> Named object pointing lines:
* * *
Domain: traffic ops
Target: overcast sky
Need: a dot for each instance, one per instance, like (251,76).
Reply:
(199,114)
* * *
> TASK BRIEF: Rewrite the lines above, putting "cloudy" wherever "overcast" appears and leaving everything else the same.

> SOLUTION BELOW:
Domain: traffic ops
Target: cloudy sky
Need: a dot for each instance, one per instance, like (251,76).
Reply:
(199,114)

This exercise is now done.